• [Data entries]

- - - -

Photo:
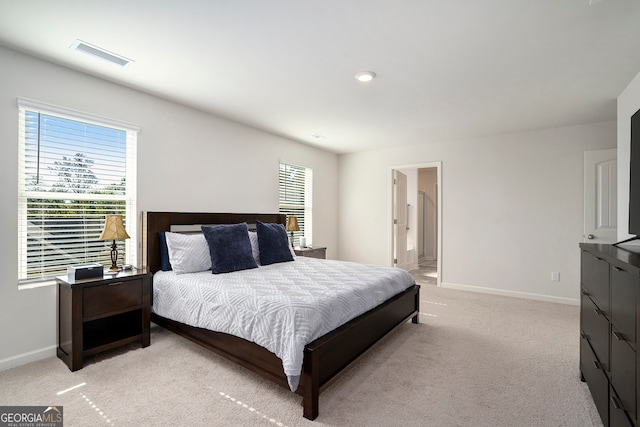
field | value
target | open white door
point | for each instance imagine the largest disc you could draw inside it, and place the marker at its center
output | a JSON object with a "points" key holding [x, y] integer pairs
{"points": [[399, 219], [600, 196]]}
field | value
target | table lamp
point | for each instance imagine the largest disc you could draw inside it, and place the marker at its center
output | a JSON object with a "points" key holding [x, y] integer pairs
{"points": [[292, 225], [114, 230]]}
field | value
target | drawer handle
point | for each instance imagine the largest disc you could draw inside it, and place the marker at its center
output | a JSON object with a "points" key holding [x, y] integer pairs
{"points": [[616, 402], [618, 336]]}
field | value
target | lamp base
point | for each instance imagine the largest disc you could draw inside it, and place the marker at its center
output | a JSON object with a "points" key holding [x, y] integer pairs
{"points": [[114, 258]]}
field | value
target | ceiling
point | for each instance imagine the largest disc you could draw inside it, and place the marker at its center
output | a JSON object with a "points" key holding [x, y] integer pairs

- - - -

• [WHAT IS BEING ASKED]
The copy must include every record exactly and none of the pictures.

• [SOLUTION TO THIS TASK]
Photo:
field | value
target | open white door
point | for each instance imagine the largest disc you could draw inside it, and place the marker at its center
output | a JSON object with a "points" key holding [x, y] integer pairs
{"points": [[399, 219], [600, 196]]}
field | value
target | table lamp
point | for each instance imagine the largest disc you could draw inside it, and place the marker at its center
output | a JSON object with a "points" key holding [x, y] integer pairs
{"points": [[292, 225], [114, 230]]}
field | value
target | drawer handle
point | for each instance imagine the largest disc you could draw inside it, and place the marker at its center
output | a JSON object with a "points" key holding [x, y] integer pairs
{"points": [[616, 402], [618, 336]]}
field | value
target | lamp base
point | for each instance imagine the largest disc you could draw inside it, and place the marker at its center
output | a JSON object with a "points" key holding [x, y] integer pairs
{"points": [[114, 258]]}
field | value
target | ceiling
point | for each instance imagine the largest disc you could draw inside it, and place the marker at its center
output | a JSON object with a "points" key holding [x, y] integer pairs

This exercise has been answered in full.